§ **What you will do**: Would you return, word for word, the lines of the data below from the line with "Where can the marble" through the line with "Target: woman with sunglasses", and no others?

[Records from a collection]
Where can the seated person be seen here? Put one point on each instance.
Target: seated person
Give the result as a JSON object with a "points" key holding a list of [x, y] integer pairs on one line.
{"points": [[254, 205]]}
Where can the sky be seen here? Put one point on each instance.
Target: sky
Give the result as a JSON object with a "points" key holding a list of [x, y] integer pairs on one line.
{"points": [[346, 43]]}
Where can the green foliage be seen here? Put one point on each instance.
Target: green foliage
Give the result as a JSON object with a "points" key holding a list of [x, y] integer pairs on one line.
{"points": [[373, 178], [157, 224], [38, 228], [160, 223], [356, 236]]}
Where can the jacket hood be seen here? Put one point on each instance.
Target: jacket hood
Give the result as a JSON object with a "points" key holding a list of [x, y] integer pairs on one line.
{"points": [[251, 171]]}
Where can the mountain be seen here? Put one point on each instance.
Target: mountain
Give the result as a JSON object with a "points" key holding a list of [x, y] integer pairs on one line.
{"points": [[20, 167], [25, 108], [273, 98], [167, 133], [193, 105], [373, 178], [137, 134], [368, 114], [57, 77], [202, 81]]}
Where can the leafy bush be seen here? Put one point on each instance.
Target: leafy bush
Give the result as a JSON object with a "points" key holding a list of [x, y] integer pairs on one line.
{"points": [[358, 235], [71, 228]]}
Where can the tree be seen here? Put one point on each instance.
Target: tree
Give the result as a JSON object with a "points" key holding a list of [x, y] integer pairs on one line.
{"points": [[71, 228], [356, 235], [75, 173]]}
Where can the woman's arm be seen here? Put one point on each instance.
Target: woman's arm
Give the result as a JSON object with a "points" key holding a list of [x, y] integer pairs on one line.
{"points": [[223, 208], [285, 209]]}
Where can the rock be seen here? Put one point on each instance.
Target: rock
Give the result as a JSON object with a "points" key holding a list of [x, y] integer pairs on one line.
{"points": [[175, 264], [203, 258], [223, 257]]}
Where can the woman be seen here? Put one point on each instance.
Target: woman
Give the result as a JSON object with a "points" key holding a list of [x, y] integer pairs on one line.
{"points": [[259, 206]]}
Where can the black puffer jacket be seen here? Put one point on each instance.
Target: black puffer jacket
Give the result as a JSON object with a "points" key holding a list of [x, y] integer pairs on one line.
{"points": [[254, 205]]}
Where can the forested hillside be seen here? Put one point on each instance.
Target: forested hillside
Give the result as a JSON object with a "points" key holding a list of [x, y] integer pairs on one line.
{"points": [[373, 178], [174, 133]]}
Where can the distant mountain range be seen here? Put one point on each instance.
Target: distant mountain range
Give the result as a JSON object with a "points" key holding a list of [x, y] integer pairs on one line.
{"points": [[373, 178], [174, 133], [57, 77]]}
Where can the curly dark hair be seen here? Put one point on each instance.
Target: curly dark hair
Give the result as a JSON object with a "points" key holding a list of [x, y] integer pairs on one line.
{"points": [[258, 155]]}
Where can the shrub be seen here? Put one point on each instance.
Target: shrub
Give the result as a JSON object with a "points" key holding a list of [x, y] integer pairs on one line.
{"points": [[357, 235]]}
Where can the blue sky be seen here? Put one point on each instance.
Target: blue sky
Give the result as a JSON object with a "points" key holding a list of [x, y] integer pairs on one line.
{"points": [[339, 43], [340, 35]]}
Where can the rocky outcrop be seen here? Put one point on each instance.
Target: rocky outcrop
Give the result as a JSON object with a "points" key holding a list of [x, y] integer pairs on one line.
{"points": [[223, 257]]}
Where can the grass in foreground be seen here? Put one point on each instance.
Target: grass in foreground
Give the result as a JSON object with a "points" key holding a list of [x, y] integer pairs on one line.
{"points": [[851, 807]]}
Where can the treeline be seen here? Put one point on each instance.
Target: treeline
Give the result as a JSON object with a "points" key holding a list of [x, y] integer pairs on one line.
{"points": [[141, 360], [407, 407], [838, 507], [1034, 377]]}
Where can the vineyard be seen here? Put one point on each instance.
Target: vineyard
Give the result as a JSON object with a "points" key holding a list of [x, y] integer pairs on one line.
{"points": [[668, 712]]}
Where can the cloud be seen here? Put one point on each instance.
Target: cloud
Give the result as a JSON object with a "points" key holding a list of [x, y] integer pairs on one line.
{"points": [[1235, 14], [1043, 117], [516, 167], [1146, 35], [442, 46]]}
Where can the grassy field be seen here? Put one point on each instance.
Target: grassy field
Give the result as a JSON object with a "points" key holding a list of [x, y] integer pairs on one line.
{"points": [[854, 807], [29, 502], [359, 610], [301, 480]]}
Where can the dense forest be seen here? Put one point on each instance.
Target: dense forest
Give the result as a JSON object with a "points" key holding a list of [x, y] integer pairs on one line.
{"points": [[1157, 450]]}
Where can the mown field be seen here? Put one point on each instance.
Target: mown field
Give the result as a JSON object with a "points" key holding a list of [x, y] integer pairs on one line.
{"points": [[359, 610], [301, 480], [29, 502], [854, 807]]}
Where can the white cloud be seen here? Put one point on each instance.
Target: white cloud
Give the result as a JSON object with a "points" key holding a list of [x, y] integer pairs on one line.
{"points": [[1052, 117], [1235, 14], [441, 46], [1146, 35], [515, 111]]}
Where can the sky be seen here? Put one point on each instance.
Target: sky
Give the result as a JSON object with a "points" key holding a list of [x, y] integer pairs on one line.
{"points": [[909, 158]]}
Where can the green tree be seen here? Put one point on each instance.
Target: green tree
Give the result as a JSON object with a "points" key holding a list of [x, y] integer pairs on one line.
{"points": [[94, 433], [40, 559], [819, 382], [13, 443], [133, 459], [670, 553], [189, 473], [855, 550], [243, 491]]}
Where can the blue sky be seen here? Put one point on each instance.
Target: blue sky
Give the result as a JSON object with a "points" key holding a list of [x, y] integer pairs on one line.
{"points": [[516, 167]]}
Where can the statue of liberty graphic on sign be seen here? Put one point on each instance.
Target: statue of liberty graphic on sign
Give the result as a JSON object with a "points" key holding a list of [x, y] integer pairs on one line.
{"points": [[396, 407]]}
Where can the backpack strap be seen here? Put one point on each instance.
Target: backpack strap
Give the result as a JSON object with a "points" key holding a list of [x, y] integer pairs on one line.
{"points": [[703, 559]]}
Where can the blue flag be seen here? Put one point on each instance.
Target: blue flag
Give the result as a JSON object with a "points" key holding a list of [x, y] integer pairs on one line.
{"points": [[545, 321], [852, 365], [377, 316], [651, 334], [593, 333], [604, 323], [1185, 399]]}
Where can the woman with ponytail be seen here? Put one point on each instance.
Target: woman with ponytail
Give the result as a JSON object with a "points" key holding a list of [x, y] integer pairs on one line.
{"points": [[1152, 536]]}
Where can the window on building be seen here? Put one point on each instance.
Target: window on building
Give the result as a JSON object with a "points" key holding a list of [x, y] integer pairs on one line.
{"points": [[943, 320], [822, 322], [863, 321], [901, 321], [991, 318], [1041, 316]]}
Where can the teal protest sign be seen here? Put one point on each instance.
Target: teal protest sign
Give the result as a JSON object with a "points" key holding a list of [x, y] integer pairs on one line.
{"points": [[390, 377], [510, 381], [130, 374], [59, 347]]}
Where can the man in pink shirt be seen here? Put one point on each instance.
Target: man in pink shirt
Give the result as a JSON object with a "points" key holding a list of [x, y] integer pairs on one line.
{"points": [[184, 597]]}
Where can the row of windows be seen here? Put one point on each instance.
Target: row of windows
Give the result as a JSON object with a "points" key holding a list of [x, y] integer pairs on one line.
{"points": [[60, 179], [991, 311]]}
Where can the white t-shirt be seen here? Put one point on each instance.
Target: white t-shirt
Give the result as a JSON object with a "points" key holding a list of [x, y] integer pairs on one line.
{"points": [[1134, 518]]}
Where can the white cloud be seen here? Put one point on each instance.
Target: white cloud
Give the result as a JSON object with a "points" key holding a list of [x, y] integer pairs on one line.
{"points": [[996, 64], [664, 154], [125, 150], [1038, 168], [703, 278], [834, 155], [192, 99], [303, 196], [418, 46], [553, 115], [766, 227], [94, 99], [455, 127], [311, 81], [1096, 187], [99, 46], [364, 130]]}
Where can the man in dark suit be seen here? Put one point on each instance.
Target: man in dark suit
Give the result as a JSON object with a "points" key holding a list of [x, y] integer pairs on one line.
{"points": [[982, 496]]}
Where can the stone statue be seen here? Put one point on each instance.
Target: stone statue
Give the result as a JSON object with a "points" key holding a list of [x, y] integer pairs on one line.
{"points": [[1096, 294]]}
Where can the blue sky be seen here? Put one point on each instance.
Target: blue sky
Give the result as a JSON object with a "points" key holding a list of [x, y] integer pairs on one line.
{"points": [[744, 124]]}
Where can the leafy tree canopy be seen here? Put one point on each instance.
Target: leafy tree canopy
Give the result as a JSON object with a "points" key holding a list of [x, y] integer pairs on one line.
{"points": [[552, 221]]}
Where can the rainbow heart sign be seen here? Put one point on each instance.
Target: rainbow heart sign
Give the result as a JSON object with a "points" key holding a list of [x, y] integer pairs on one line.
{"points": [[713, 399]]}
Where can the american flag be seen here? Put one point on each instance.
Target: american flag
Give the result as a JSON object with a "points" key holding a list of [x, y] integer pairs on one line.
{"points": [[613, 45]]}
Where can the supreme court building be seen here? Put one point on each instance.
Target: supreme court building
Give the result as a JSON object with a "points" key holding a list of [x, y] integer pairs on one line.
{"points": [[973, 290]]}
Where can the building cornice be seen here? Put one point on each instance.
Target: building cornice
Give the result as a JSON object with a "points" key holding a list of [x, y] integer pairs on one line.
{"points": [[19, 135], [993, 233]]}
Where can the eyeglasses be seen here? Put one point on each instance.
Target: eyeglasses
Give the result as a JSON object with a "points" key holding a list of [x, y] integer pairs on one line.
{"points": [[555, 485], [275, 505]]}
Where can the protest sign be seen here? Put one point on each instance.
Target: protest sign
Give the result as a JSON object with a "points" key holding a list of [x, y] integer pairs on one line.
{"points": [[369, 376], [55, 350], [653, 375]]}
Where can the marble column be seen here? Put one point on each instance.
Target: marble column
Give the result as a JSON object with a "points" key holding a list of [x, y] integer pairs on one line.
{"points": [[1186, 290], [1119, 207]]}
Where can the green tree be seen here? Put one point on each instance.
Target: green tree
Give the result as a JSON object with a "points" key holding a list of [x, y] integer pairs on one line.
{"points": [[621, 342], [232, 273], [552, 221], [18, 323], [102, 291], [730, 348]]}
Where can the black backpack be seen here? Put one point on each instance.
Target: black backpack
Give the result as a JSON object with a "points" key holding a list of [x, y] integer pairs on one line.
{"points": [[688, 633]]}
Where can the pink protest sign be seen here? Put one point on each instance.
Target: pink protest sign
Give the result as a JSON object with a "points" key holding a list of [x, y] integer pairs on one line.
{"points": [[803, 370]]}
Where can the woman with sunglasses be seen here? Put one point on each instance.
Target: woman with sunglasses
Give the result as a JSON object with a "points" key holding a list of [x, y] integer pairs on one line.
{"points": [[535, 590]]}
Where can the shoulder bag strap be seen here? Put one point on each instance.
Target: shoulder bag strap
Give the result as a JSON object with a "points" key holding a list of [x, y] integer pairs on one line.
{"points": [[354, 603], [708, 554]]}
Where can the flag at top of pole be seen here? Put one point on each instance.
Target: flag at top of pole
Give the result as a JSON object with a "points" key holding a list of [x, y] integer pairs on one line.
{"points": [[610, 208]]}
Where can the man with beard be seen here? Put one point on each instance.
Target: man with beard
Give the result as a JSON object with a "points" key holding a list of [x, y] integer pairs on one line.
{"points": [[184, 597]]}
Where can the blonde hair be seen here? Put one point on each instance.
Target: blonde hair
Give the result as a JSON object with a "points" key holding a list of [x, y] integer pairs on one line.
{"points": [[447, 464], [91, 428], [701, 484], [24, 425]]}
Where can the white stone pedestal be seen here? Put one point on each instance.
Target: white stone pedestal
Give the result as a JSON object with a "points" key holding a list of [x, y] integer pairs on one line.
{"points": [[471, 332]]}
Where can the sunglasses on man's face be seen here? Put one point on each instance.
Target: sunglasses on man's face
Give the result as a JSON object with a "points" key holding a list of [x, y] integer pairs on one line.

§ **Solution for this problem**:
Where can the marble column be seen here? Put one point on each instance.
Target: marble column
Give the result as a JSON object with a "points" key holding a list of [x, y] integer pairs on one line.
{"points": [[1186, 290], [1119, 207]]}
Where can the green tree be seen here? Put one point on each instance.
Target: green tree
Give the result as a JSON object with a "points" key holding a list of [x, y] integer pairs on one line.
{"points": [[621, 342], [232, 273], [552, 221], [18, 323], [102, 291], [730, 348]]}
Where can the black backpack be seen here? Put one point on each instance.
Target: black backpack
Give the result as a JSON object with a "points" key holding a list of [x, y] integer pairs on one line.
{"points": [[688, 633]]}
Where can the pink protest sign be seen here? Put one point on each instance.
Target: pink protest sign
Give the result as a JSON object with a "points" key holding a list of [x, y] integer pairs on one line.
{"points": [[803, 370]]}
Where can the woman with sunglasses be seen here? Put one point on each instance.
Target: woman with sunglasses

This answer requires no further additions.